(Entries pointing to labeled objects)
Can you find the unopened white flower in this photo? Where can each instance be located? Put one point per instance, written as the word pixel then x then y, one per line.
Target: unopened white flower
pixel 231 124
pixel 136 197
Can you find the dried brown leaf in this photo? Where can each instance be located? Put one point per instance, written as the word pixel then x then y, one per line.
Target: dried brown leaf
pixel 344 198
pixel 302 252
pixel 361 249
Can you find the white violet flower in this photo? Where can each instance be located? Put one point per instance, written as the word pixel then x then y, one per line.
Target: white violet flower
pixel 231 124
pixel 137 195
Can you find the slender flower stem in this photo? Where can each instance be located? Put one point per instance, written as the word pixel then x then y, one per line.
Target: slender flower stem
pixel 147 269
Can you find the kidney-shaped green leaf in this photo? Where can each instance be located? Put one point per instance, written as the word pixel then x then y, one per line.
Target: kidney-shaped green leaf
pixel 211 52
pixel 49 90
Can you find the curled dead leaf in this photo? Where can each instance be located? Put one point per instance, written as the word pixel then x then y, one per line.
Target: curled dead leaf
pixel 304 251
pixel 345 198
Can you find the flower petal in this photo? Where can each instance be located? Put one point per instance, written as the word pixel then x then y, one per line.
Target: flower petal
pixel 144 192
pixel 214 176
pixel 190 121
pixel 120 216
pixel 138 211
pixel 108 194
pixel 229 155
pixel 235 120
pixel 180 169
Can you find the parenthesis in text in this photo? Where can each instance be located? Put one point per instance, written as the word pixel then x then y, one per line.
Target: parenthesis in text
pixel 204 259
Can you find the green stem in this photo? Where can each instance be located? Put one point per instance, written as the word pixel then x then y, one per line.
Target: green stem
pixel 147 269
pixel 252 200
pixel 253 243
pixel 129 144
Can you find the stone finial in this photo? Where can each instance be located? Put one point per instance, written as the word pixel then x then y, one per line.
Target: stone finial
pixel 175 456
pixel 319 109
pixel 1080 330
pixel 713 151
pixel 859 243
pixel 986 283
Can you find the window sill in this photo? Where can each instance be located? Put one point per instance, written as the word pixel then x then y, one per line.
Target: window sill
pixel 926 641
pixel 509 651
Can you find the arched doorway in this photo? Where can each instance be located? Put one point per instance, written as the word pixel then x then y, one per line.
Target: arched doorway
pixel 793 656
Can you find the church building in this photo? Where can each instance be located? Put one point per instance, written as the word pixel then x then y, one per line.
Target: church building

Problem details
Copy the data above word for word, from its first line through the line containing "pixel 204 259", including both of those lines.

Written solution
Can you find the unopened white flower in this photo? Where can each instance be located? Put one point per instance, written as the word pixel then x then y, one per line.
Target: unopened white flower
pixel 231 124
pixel 136 197
Can you find the dried brown leaf in this photo? Where can each instance be located? Put one point per instance, written as the word pixel then x then y, one per line.
Target: dried brown leaf
pixel 344 198
pixel 302 252
pixel 361 249
Can you find the white violet flower in this photo? Where can each instance be located? Put one point per instance, written as the word pixel then x then y, one per line.
Target: white violet flower
pixel 231 124
pixel 137 195
Can you find the slender flower stem in this photo? Where can each instance be located? Put one point per instance, written as the word pixel then x then y, one per line.
Target: slender flower stem
pixel 147 269
Can you find the kidney-shaped green leaf in this photo? Where can each instance be located? Put one point per instance, written as the word pixel then x then y, one per line.
Target: kidney-shaped green leaf
pixel 211 52
pixel 49 90
Can you find the curled dead leaf in this photo? Where can each instance be located? Put one point per instance, written as the word pixel then x then y, one per line.
Target: curled dead leaf
pixel 304 251
pixel 345 198
Can you find the flower petal in this photo? Where can each instance be located? Put one point per instance, written as the word pixel then x then y, one per line.
Target: flower petal
pixel 144 192
pixel 214 176
pixel 190 121
pixel 120 216
pixel 138 211
pixel 108 194
pixel 229 155
pixel 235 120
pixel 180 169
Can you find the parenthesis in text in this photo? Where can each instance be located? Put one point per instance, written as the word pixel then x then y, one per line.
Target: parenthesis in text
pixel 204 259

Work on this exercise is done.